What to do:
Render every line of the listing below as a JSON list of strings, one string per line. Skip blank lines and omit the pictures.

Segmentation dataset records:
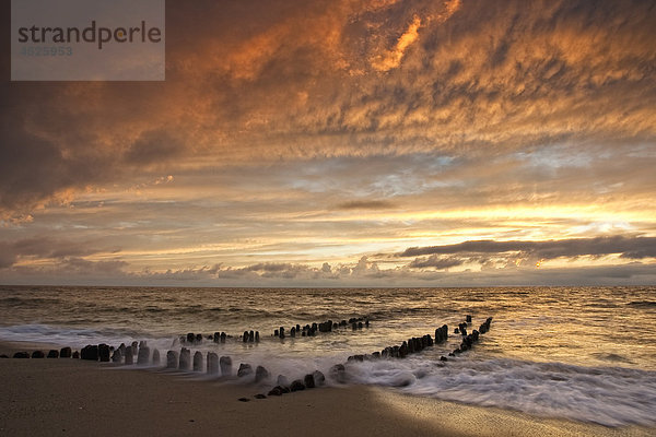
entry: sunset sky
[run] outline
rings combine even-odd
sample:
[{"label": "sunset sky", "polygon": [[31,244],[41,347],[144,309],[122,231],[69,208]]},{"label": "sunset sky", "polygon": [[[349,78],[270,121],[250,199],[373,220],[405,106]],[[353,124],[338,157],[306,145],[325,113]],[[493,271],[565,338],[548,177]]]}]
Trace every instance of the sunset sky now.
[{"label": "sunset sky", "polygon": [[0,283],[656,283],[655,1],[167,1],[164,82],[1,4]]}]

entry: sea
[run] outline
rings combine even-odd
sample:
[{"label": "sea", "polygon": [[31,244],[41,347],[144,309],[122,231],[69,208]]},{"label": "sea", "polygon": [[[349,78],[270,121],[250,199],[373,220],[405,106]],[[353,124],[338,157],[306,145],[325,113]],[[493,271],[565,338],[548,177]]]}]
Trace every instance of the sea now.
[{"label": "sea", "polygon": [[[454,329],[489,332],[456,356]],[[290,328],[370,321],[315,336]],[[408,357],[348,361],[448,326],[446,342]],[[284,327],[284,339],[274,330]],[[259,342],[244,343],[244,331]],[[180,288],[0,286],[0,341],[80,349],[147,341],[163,357],[179,338],[290,380],[347,365],[349,383],[606,426],[656,425],[656,287]],[[225,343],[207,335],[225,332]],[[441,357],[447,358],[446,362]],[[165,358],[164,358],[165,361]],[[339,385],[327,379],[328,385]]]}]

Task answer:
[
  "entry: sunset sky",
  "[run] outline",
  "rings combine even-odd",
  "sample:",
  "[{\"label\": \"sunset sky\", \"polygon\": [[31,244],[41,347],[144,309],[122,231],[69,208]]},{\"label\": \"sunset sky\", \"polygon\": [[[349,78],[270,121],[250,199],[373,220],[405,106]],[[353,124],[338,157],[306,145],[325,113]],[[493,271],[565,338],[548,177]]]}]",
  "Trace every instance of the sunset sky now.",
  "[{\"label\": \"sunset sky\", \"polygon\": [[0,283],[656,283],[655,1],[167,1],[164,82],[1,4]]}]",
  "entry: sea",
  "[run] outline",
  "rings combine even-odd",
  "sample:",
  "[{\"label\": \"sea\", \"polygon\": [[31,244],[41,347],[144,309],[122,231],[69,208]]},{\"label\": \"sea\", \"polygon\": [[[349,78],[270,121],[250,199],[373,220],[405,106]],[[353,124],[338,157],[306,145],[325,113]],[[493,271],[565,338],[548,177]]]}]",
  "Trace every instance of the sea now.",
  "[{\"label\": \"sea\", \"polygon\": [[[454,329],[489,332],[456,356]],[[290,328],[370,321],[315,336]],[[408,357],[348,361],[448,326],[446,342]],[[284,327],[284,339],[274,330]],[[259,342],[244,343],[244,331]],[[180,288],[0,286],[0,341],[80,349],[147,341],[163,357],[179,338],[290,380],[347,365],[349,383],[606,426],[656,425],[656,287]],[[225,343],[207,335],[225,332]],[[441,357],[447,358],[446,362]],[[165,358],[164,358],[165,361]],[[339,385],[327,379],[328,385]]]}]"
]